Data in this exercise:

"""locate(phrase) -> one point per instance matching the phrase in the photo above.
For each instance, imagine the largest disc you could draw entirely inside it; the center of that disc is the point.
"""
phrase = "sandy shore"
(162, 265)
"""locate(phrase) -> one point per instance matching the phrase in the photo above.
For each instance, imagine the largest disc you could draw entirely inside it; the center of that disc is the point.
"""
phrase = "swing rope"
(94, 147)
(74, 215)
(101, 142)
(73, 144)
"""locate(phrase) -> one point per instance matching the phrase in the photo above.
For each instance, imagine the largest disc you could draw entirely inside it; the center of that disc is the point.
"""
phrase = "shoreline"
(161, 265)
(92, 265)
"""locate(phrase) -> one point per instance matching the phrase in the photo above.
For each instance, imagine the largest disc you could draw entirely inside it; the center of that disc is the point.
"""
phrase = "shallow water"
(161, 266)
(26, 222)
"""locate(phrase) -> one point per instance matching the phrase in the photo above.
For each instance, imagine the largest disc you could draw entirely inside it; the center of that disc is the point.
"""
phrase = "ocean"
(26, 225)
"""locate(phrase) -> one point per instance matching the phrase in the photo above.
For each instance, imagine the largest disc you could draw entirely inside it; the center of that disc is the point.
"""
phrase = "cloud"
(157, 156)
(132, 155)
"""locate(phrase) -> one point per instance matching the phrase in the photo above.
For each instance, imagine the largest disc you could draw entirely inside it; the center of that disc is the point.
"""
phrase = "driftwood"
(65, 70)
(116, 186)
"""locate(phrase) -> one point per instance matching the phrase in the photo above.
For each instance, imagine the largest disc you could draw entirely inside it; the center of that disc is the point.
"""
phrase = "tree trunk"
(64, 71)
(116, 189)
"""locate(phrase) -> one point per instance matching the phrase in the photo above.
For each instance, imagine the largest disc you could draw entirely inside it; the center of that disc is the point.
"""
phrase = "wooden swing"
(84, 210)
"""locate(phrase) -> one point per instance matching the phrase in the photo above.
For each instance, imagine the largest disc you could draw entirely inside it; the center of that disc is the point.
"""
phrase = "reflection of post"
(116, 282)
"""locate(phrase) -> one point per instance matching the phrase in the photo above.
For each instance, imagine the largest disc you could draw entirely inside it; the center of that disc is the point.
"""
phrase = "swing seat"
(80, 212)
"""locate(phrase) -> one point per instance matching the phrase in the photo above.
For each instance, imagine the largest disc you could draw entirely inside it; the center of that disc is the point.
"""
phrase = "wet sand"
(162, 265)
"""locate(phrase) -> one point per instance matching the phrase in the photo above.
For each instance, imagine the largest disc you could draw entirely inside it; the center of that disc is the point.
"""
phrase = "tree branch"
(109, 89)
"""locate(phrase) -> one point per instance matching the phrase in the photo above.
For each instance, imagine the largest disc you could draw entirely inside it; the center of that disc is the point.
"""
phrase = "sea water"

Task directions: The records above must be reproduced word for word.

Reply:
"""locate(phrase) -> one point per instance matching the phrase in the photo above.
For each instance, imagine the largest disc you could draw entirely inside it; the center of that disc is the point.
"""
phrase = "sandy shore"
(162, 265)
"""locate(phrase) -> one point per instance matching the phrase in the photo above.
For each instance, imagine the largest disc you could draw entirely inside it; the center of that disc is the point.
"""
phrase = "swing rope"
(94, 147)
(74, 215)
(101, 142)
(73, 144)
"""locate(phrase) -> one point per instance matching the phrase in the photo above.
For each instance, imagine the largest disc you could draw entirely inside it; the center of that disc is the point.
"""
phrase = "shoreline"
(161, 265)
(92, 265)
"""locate(phrase) -> one point per instance matching the phrase in the photo above.
For each instance, imagine the largest disc you could draw entirely inside it; the center of that disc is the point.
"""
phrase = "shallow water"
(161, 266)
(26, 222)
"""locate(phrase) -> one point per instance matching the phrase in the photo above.
For each instance, imagine the largest disc you could draw entirely inside it; the center of that disc is the point.
"""
phrase = "ocean"
(26, 225)
"""locate(phrase) -> one point per instance matching the phrase in the photo above.
For each instance, imagine the largest disc you could draw entirely inside it; the center of that disc is the point.
"""
phrase = "cloud"
(157, 156)
(132, 155)
"""locate(phrase) -> one point per instance matching the phrase in the photo above.
For each instance, imagine the largest disc you could draw entirely inside it; the center of that disc is the point.
"""
phrase = "driftwood"
(65, 70)
(116, 186)
"""locate(phrase) -> one point per instance matching the phrase in the photo above.
For each instance, imagine the largest disc you could draw entirely inside it; the center of that disc is the point.
"""
phrase = "tree trunk"
(64, 71)
(116, 189)
"""locate(phrase) -> one point per instance matching the phrase in the photo above.
For each instance, imagine the largest disc you could draw entirely inside it; the center of that disc is the point.
"""
phrase = "wooden swing"
(84, 210)
"""locate(phrase) -> one point per instance matching the phrase in the photo above.
For each instance, imagine the largest disc you could draw entirely inside it; the center of that disc is the point.
"""
phrase = "reflection of post"
(116, 282)
"""locate(phrase) -> one point per instance matching the phrase in the photo above.
For each instance, imagine the largest disc you could draw entirely inside it; the center of that disc is the point.
"""
phrase = "swing seat"
(80, 212)
"""locate(phrase) -> one point per instance matching the phrase in the photo above.
For each instance, imagine the largest disc you could draw entirely inside it; the center of that disc is the point.
"""
phrase = "wet sand"
(162, 265)
"""locate(phrase) -> one point per instance matching the phrase in the photo above.
For each instance, imagine the largest disc you could draw entirely inside it; the center of that disc is the point.
"""
phrase = "tree branch"
(109, 89)
"""locate(phrase) -> one point per instance matching the phrase in the photo above.
For each instance, imagine the largest disc you could draw entirely inside it; the center of that disc is the point.
"""
phrase = "sea water"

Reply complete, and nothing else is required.